Written exercise: Can you print the full article below on The Green Blue's sustainability toolkit for event organizers, word for word?

Document segment:
┌────────
The Green Blue set to launch new sustainability toolkit for event organisers.
Kate Fortnam, The Green Blue Campaign Manager
The Green Blue, the joint environment initiative created by the RYA and British Marine to encourage a more sustainable recreational boating sector, is encouraging anyone organising a boating event to think about how it can be made as environmentally sustainable as possible.
Sailing is dependent on the environment and there has undoubtedly been an increased interest among the UK boating community in the best practice we can follow to ensure we are doing all we can to minimise any impact on the habitats, wildlife and waters we share our boating activities with.
BIG EVENT, BIG CHANGES
We have seen Lendy Cowes Week and the Volvo Ocean Race stopover events both focusing on minimising the use of single-use plastics, as well as providing facilities for participants and spectators to recycle waste and refill their reusable water bottles.
Being environmentally sustainable does not just include waste management though, although this is a good starting point. It can also include water and energy use, the types of products being sold at an event, how a race course is designed to avoid areas with more sensitive wildlife and habitats and ensuring eco-friendly cleaning products are used on and off the water.
Kate Fortnam, Campaign Manager for The Green Blue, explains: “From recycling at sea to the use of bikes and electric vehicles, there are many steps that event organisers can take to help protect the environment. Performing an environmental audit of their sailing venue to identify and improve areas that can be made more sustainable is a good first step.
“Clubs should be seeking to ensure all their members use reusable water bottles as opposed to single-use plastic bottles. Installing an oil/fuel spill kit at their sailing venue to clean up accidental spills when refueling and implementing ‘check, clean and dry’ measures to minimise the spread of alien species around UK waters are also examples of best practice.
└────────
Records supplied:
┌────────
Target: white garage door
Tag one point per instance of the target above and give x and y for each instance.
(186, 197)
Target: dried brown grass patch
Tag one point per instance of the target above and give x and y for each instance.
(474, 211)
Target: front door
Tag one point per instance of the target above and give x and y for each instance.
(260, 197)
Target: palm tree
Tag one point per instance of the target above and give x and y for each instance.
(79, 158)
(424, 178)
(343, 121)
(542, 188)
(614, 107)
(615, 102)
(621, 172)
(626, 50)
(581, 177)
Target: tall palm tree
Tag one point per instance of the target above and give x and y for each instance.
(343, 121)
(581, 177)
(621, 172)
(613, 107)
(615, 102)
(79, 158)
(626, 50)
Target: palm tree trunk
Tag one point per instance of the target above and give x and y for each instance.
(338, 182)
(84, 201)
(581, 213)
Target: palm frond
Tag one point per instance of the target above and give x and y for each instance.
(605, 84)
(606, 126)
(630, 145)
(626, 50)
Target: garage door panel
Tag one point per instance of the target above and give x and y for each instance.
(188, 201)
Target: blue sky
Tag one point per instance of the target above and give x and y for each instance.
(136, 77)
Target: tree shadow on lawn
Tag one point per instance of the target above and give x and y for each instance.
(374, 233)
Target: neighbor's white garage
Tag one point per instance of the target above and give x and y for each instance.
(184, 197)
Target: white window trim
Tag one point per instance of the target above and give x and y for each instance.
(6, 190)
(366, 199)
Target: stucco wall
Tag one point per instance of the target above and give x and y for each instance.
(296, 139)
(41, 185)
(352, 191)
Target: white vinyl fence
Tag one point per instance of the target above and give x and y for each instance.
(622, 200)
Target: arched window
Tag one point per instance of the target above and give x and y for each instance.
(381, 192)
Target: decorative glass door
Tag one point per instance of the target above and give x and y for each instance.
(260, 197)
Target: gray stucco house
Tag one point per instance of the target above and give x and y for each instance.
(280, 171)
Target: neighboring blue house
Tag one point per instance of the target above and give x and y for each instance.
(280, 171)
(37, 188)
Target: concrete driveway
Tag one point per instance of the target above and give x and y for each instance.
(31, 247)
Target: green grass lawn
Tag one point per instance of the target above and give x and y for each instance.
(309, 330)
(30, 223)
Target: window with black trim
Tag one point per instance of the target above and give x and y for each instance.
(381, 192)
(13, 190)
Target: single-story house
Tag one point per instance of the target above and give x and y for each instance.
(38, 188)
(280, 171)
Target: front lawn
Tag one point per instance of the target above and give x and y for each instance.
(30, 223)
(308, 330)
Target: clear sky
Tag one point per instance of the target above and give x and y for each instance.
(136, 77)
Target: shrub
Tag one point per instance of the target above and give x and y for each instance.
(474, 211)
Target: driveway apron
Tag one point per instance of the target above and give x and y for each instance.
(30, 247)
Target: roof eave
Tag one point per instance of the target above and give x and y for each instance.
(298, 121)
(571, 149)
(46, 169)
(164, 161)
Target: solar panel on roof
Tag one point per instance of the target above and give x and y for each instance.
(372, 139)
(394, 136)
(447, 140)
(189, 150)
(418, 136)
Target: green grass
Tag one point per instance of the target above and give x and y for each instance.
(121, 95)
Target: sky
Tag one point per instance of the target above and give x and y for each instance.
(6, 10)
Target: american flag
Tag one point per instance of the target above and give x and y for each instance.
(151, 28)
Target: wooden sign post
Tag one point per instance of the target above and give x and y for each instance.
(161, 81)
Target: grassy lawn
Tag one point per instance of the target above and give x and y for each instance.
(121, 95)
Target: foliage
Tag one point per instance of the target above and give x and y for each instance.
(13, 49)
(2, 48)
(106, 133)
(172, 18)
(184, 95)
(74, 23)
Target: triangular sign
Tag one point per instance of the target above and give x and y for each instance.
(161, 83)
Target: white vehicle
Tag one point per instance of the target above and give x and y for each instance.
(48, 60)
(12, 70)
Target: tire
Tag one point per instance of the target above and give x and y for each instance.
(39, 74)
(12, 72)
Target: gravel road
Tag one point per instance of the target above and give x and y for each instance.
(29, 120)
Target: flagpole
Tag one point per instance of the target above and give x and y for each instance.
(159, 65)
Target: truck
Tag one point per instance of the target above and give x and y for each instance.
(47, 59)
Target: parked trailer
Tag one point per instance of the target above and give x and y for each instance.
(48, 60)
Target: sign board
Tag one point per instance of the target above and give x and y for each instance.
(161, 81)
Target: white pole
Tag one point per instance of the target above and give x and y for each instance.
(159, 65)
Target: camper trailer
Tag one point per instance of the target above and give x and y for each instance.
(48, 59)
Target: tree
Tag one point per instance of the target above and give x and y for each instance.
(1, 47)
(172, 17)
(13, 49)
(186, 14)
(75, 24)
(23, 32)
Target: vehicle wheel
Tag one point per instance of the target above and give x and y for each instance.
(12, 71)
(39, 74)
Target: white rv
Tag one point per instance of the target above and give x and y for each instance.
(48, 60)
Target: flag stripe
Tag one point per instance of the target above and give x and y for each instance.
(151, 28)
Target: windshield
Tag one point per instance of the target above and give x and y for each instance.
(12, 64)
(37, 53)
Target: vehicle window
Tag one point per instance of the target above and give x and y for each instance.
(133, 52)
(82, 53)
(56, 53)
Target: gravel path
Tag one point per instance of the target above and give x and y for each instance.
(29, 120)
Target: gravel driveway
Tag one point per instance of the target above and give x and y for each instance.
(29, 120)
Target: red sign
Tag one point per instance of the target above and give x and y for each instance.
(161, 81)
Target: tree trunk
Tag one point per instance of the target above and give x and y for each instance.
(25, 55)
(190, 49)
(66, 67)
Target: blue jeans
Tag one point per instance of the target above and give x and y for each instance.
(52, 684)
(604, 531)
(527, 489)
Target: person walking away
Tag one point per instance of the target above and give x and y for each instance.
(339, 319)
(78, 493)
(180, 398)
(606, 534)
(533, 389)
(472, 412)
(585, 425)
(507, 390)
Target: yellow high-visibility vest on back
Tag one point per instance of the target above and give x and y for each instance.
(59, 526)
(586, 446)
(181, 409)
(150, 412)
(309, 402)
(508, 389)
└────────
The reply:
The Green Blue set to launch new sustainability toolkit for event organisers.
Kate Fortnam, The Green Blue Campaign Manager
The Green Blue, the joint environment initiative created by the RYA and British Marine to encourage a more sustainable recreational boating sector, is encouraging anyone organising a boating event to think about how it can be made as environmentally sustainable as possible.
Sailing is dependent on the environment and there has undoubtedly been an increased interest among the UK boating community in the best practice we can follow to ensure we are doing all we can to minimise any impact on the habitats, wildlife and waters we share our boating activities with.
BIG EVENT, BIG CHANGES
We have seen Lendy Cowes Week and the Volvo Ocean Race stopover events both focusing on minimising the use of single-use plastics, as well as providing facilities for participants and spectators to recycle waste and refill their reusable water bottles.
Being environmentally sustainable does not just include waste management though, although this is a good starting point. It can also include water and energy use, the types of products being sold at an event, how a race course is designed to avoid areas with more sensitive wildlife and habitats and ensuring eco-friendly cleaning products are used on and off the water.
Kate Fortnam, Campaign Manager for The Green Blue, explains: “From recycling at sea to the use of bikes and electric vehicles, there are many steps that event organisers can take to help protect the environment. Performing an environmental audit of their sailing venue to identify and improve areas that can be made more sustainable is a good first step.
“Clubs should be seeking to ensure all their members use reusable water bottles as opposed to single-use plastic bottles. Installing an oil/fuel spill kit at their sailing venue to clean up accidental spills when refueling and implementing ‘check, clean and dry’ measures to minimise the spread of alien species around UK waters are also examples of best practice.